Twenty-two years later, the Pretenders queenpin still hasn't quite retired, but she keeps retreating farther and farther from the spotlight. She has released only two albums in the last 10 years, the last in 2002, and she has no plans to make another.

"I'm gonna be 55 this year. I don't have that much time left to worry about (expletive) ... like that," she says. "I'd rather hang out and dig walking while I can still walk. To be a driven, ambitious artist would be like going to work and punching the clock, you know?"

Sitting in an empty restaurant at the Doubletree Guest Suites, she's polite but aloof. She fields questions about the recently released five-disc retrospective "Pirate Radio" with some variation of "I don't know" or "I don't care" and then shoots a glare that implies, "Next question."

But gradually, she opens up, especially when the topic turns to her longtime devotion to vegetarianism.

She's even more talkative about the Pretenders' induction last year into the Rock and Roll Hall of Fame. She calls it a "bogus" honor, a sentiment that covers all awards, she says.

*Data extracts*.

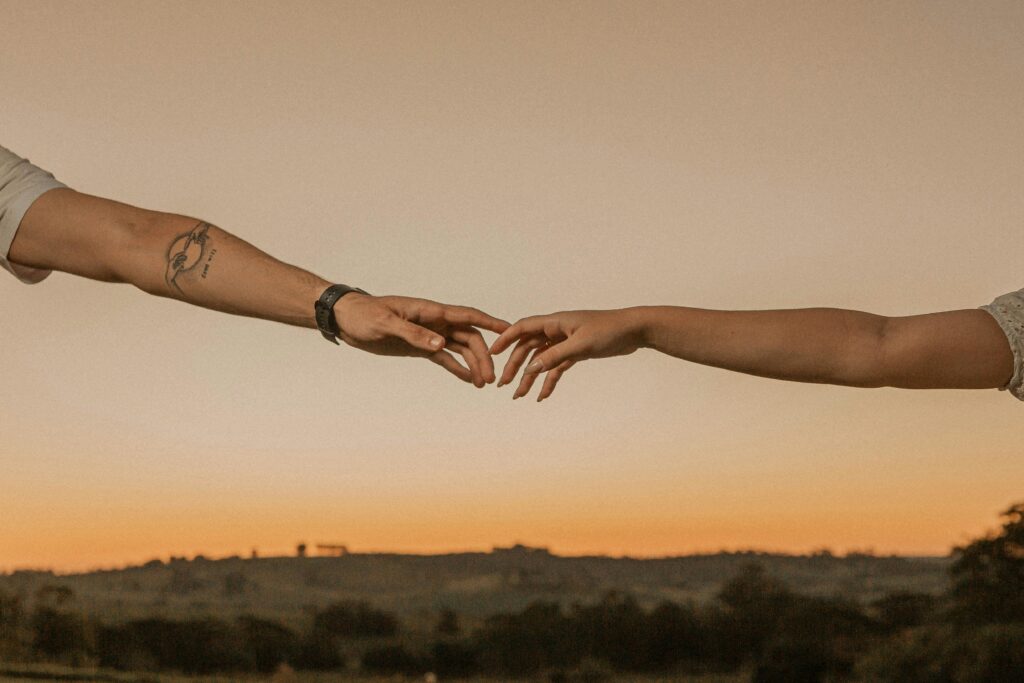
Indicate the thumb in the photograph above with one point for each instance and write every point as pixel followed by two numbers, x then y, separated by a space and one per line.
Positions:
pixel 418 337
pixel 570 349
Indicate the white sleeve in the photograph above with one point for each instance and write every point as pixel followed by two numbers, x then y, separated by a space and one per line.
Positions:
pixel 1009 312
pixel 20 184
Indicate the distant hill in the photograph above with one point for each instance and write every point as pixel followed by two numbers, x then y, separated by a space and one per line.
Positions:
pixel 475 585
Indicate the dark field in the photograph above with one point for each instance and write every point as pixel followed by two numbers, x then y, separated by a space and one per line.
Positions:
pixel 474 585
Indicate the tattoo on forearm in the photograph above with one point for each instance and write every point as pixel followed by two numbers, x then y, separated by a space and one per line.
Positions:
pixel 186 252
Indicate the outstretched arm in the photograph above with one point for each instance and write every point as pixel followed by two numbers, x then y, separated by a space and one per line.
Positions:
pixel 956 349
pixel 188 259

* * *

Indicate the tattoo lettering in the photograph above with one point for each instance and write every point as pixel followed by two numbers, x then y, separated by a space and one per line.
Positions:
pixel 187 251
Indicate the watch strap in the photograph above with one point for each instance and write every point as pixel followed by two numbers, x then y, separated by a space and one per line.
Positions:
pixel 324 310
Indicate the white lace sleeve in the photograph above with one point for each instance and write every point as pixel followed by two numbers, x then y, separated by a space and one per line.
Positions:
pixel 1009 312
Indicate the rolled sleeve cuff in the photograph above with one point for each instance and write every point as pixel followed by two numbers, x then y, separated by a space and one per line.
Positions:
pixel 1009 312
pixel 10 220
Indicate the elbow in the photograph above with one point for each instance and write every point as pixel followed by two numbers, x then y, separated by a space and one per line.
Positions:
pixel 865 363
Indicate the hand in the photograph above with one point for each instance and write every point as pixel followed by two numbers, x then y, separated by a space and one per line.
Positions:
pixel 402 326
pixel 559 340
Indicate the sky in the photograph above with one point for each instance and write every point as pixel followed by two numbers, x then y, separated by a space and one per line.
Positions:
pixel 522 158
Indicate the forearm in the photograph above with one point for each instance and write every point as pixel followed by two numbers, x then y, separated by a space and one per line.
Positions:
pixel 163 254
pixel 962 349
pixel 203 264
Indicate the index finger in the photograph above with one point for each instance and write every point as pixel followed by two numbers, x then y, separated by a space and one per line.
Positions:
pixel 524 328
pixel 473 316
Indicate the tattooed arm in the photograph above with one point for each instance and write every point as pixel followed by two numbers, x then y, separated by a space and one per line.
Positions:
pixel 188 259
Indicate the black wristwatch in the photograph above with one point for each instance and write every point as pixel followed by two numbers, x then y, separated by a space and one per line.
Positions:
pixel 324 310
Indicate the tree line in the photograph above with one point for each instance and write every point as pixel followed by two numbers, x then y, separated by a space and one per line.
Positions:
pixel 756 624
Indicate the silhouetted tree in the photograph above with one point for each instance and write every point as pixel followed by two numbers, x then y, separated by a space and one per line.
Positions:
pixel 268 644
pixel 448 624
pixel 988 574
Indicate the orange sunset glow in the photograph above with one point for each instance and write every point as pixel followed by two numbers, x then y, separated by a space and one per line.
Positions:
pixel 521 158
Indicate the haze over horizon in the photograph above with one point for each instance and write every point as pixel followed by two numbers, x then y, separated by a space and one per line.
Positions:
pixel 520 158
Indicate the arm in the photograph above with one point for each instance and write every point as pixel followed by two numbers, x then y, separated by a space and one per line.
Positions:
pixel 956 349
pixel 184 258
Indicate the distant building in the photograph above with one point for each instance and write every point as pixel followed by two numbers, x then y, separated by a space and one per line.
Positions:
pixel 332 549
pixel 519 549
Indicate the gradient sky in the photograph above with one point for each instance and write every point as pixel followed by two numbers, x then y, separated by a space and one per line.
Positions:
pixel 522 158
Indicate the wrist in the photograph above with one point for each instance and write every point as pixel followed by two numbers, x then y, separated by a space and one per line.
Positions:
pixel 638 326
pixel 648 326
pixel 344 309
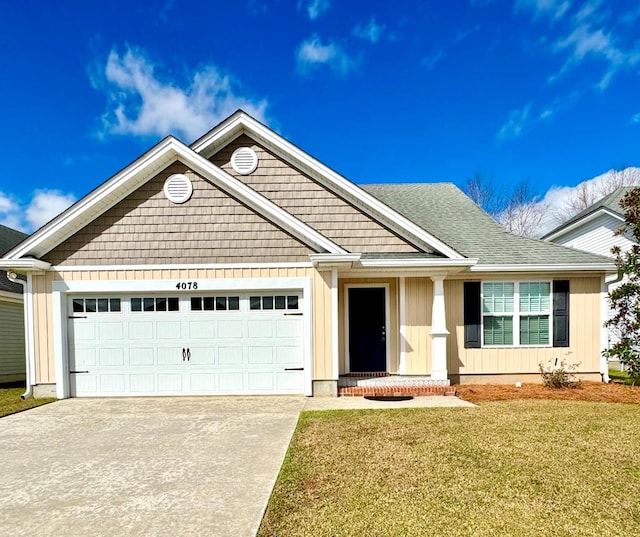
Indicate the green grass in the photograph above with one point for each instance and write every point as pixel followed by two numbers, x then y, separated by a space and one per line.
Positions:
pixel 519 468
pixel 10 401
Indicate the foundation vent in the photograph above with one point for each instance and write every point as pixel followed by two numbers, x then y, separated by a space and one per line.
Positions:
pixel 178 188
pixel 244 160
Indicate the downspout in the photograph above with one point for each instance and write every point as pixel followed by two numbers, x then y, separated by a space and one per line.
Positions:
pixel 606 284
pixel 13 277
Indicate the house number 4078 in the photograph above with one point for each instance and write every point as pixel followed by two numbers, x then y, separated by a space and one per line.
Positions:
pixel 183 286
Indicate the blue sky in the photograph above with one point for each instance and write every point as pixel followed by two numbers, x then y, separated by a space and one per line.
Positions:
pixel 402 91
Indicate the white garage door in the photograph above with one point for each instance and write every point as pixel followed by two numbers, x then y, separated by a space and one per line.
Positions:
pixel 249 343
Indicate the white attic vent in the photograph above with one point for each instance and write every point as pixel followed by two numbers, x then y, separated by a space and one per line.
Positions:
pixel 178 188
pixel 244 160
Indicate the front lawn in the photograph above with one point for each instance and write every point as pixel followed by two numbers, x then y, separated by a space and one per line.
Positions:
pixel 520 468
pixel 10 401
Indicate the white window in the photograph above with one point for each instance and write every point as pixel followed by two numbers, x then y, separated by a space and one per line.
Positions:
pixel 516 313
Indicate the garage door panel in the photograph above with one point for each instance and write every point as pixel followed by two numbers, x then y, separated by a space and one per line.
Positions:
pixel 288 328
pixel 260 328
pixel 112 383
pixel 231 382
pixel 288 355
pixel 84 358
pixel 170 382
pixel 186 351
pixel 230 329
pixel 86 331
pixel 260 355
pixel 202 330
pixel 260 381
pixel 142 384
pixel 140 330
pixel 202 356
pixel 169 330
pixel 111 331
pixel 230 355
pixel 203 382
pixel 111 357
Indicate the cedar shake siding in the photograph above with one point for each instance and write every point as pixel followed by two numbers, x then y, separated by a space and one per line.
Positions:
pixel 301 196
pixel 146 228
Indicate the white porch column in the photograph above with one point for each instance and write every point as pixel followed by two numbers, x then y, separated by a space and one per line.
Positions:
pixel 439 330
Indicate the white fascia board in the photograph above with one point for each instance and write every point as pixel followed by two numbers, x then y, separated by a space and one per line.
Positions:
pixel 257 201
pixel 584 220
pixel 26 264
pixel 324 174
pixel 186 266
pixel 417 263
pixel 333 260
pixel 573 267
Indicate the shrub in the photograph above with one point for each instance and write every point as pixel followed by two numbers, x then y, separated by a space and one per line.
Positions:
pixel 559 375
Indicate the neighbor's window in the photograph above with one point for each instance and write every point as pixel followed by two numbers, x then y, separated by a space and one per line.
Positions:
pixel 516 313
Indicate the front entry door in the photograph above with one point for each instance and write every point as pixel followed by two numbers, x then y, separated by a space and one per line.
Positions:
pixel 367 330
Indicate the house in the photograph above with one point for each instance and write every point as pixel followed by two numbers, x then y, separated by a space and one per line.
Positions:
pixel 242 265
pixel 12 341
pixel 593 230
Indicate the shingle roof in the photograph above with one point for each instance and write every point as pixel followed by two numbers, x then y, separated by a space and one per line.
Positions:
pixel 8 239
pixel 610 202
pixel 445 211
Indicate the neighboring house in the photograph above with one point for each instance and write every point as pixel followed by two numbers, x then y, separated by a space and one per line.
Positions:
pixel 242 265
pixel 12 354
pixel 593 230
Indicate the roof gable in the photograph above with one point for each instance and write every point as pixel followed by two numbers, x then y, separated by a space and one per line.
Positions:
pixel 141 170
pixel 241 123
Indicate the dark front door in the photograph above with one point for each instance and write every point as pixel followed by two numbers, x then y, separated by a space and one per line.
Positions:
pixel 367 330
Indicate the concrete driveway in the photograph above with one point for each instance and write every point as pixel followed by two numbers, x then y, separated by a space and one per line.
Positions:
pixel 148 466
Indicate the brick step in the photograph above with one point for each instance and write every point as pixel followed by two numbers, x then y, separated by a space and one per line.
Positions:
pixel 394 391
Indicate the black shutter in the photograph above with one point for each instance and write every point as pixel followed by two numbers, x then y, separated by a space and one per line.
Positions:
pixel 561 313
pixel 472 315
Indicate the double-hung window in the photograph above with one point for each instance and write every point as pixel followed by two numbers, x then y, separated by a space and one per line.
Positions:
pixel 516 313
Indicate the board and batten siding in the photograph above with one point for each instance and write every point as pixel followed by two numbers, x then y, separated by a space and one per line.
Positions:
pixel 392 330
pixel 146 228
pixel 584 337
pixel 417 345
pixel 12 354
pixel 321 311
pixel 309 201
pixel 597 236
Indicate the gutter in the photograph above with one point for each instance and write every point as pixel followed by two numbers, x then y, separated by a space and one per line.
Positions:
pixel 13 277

==

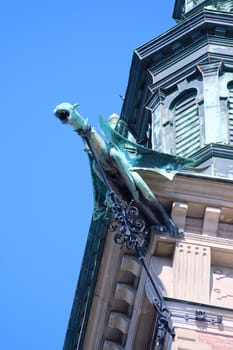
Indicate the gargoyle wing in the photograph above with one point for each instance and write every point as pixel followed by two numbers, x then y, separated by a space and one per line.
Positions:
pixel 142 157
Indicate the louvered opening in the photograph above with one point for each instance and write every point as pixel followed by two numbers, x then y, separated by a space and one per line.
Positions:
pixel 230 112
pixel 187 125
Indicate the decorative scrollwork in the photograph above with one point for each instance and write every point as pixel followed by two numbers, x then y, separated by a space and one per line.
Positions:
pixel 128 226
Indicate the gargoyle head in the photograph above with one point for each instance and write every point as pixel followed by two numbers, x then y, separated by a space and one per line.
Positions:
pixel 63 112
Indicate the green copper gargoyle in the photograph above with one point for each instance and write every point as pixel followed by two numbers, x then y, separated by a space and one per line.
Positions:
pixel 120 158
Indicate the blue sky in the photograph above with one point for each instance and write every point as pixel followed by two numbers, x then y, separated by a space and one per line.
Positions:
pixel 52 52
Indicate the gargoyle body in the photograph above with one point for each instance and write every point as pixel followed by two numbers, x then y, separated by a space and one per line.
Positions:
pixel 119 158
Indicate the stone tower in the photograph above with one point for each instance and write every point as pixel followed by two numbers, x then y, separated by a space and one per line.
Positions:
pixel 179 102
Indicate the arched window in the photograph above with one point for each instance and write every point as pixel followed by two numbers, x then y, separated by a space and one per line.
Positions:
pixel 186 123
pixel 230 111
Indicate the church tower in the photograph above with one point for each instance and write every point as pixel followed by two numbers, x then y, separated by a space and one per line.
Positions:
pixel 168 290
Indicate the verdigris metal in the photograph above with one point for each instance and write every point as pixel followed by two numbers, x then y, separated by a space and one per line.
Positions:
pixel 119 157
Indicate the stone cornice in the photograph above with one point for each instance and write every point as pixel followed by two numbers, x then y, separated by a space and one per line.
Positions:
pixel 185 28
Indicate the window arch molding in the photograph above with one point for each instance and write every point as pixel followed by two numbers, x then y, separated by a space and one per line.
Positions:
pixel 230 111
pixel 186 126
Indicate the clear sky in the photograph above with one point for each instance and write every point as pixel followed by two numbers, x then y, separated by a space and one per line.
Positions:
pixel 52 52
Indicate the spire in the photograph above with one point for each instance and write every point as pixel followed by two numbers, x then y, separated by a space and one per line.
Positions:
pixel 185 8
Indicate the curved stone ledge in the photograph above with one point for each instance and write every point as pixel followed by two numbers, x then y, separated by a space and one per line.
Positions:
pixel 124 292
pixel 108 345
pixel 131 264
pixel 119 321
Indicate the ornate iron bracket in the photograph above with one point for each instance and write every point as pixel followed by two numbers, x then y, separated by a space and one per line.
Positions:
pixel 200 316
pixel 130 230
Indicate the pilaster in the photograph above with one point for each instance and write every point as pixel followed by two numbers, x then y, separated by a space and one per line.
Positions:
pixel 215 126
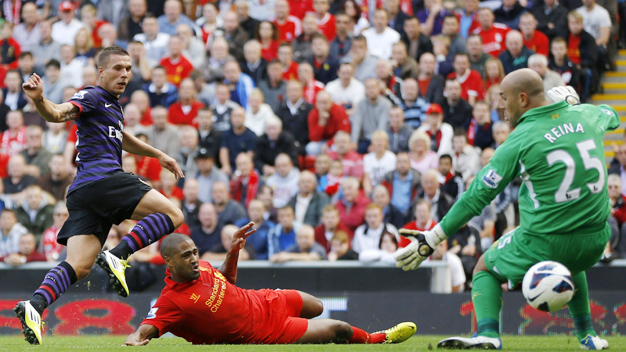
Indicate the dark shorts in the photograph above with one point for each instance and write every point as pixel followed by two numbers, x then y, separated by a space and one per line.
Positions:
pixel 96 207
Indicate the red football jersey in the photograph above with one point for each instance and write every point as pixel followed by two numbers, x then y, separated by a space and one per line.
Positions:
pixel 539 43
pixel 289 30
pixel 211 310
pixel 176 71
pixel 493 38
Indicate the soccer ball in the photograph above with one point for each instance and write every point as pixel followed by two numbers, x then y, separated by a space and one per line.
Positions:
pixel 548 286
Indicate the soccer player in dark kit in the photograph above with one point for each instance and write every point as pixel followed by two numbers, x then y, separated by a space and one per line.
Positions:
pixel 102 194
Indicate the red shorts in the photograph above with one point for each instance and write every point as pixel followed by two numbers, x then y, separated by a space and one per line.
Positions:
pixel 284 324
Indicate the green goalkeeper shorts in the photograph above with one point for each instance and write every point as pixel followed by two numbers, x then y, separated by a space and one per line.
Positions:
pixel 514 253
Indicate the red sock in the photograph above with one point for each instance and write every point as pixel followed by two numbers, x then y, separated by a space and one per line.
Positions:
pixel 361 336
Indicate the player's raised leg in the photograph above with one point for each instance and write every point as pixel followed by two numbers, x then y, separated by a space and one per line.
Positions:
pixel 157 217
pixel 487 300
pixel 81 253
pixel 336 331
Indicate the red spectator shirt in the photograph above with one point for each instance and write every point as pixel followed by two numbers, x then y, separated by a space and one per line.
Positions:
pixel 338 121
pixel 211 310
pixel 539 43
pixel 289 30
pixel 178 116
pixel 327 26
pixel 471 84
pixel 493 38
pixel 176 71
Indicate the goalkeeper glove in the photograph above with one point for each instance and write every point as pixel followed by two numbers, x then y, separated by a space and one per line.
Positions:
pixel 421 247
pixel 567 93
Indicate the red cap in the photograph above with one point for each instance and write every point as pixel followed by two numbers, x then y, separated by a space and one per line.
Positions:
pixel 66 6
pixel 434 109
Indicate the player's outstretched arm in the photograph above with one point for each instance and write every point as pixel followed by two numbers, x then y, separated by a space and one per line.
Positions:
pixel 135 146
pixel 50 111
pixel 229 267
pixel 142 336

*Requirement 1*. Transcribe the part of the Pretenders interview that starts with "Sitting in an" and goes on through "devotion to vegetarianism.".
*Requirement 2*. Extend the Pretenders interview by writing what comes after its last sentence.

*Final answer 1*.
Sitting in an empty restaurant at the Doubletree Guest Suites, she's polite but aloof. She fields questions about the recently released five-disc retrospective "Pirate Radio" with some variation of "I don't know" or "I don't care" and then shoots a glare that implies, "Next question."

But gradually, she opens up, especially when the topic turns to her longtime devotion to vegetarianism.

*Final answer 2*.
"I didn't want to go, and I felt kind of hypocritical going. But it meant a lot to my parents. It wasn't worth it to me to say, 'I'm not going,' and upset them, because I haven't been able to do a lot for them since I moved out of Ohio more than 30 years ago," she says.

"It's a validation from the straight, industry world. But to the rock world, it doesn't mean anything. I got in a band so I wouldn't have to do (expletive) ... like that. I'm an old hippie. I still see things as the straights versus the 'heads.' "

Hippie Chrissie grew up in Akron, Ohio, and attended Kent State University, where she witnessed the 1970 National Guard shootings of four students, a subject she declines to talk about today.

She moved to London in 1973 and stumbled into a job as a music writer at the influential weekly New Musical Express. For her first article, she dressed as a dominatrix and hung upside down while being photographed by Roxy Music keyboardist Brian Eno.

"That was my idea, because I had no idea how to interview him. I wasn't really a journalist. Somebody offered me a job at this far- out paper, and I took it to pay the rent. I was just trying to get by."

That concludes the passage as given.